(Raw records)
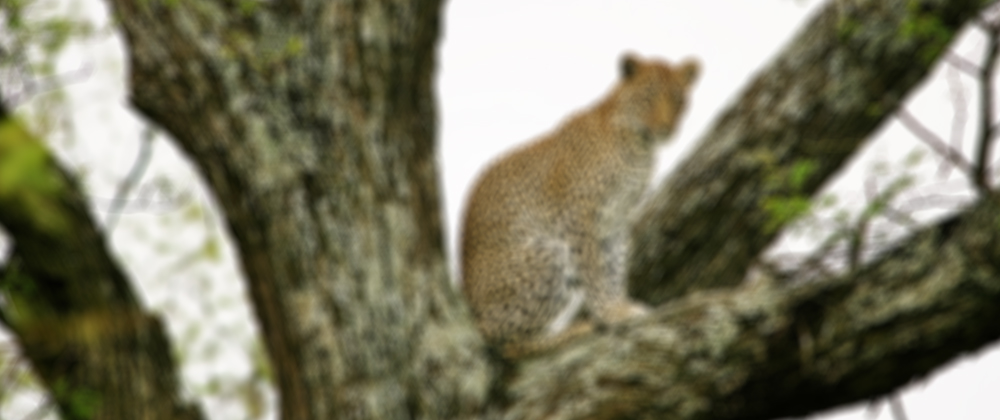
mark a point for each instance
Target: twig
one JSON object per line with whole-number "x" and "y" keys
{"x": 981, "y": 176}
{"x": 962, "y": 64}
{"x": 141, "y": 162}
{"x": 933, "y": 141}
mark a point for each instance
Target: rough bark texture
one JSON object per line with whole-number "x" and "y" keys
{"x": 846, "y": 71}
{"x": 765, "y": 352}
{"x": 314, "y": 124}
{"x": 70, "y": 306}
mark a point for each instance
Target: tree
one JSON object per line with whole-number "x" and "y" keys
{"x": 313, "y": 122}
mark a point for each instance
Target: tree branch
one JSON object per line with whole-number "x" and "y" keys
{"x": 981, "y": 175}
{"x": 765, "y": 351}
{"x": 846, "y": 71}
{"x": 933, "y": 141}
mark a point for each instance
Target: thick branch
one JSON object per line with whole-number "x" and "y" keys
{"x": 836, "y": 82}
{"x": 78, "y": 320}
{"x": 764, "y": 352}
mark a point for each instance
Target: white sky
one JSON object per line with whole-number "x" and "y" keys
{"x": 509, "y": 71}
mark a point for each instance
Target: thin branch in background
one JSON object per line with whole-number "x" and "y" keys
{"x": 981, "y": 176}
{"x": 933, "y": 141}
{"x": 34, "y": 88}
{"x": 896, "y": 407}
{"x": 873, "y": 409}
{"x": 960, "y": 104}
{"x": 130, "y": 181}
{"x": 962, "y": 64}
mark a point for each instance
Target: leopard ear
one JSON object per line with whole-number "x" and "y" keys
{"x": 629, "y": 65}
{"x": 689, "y": 71}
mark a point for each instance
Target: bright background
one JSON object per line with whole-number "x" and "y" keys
{"x": 508, "y": 72}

Given instruction: Please write out all of the material above without changing a word, and omit any pictures.

Finished exercise:
mark a point for each instance
Target: twig
one JSON object per line with whole-number "x" and "y" keys
{"x": 981, "y": 176}
{"x": 962, "y": 64}
{"x": 141, "y": 162}
{"x": 933, "y": 141}
mark a point for each instance
Target: rough bark texture
one JSON object per line with whole-number "x" and "y" keys
{"x": 846, "y": 71}
{"x": 765, "y": 352}
{"x": 314, "y": 124}
{"x": 70, "y": 306}
mark a point for each instance
Target: tree
one JSON object per line with whole-number "x" and "y" keys
{"x": 313, "y": 122}
mark a point for each instance
Target: tree branch
one JSON object per line with whole-number "x" and "y" keys
{"x": 981, "y": 175}
{"x": 765, "y": 351}
{"x": 846, "y": 71}
{"x": 933, "y": 141}
mark a point for each instance
Target: thick branch
one JSON object per line with whole-number "x" and "y" keys
{"x": 836, "y": 82}
{"x": 78, "y": 320}
{"x": 764, "y": 352}
mark a point for each instance
Target: white sky
one JSON object per line with whole-number "x" and "y" keys
{"x": 509, "y": 71}
mark a point for each instance
Target: thin branch in background
one JSON object per line with whole-number "x" and "y" keys
{"x": 981, "y": 176}
{"x": 933, "y": 141}
{"x": 34, "y": 88}
{"x": 896, "y": 407}
{"x": 873, "y": 409}
{"x": 960, "y": 104}
{"x": 130, "y": 181}
{"x": 962, "y": 64}
mark a point for each instance
Target: leopard ear
one JSON object per line with whole-number "x" and "y" keys
{"x": 629, "y": 65}
{"x": 689, "y": 71}
mark a point for each instance
Target: bright background
one JSON object per line with whole-number "x" and "y" keys
{"x": 508, "y": 72}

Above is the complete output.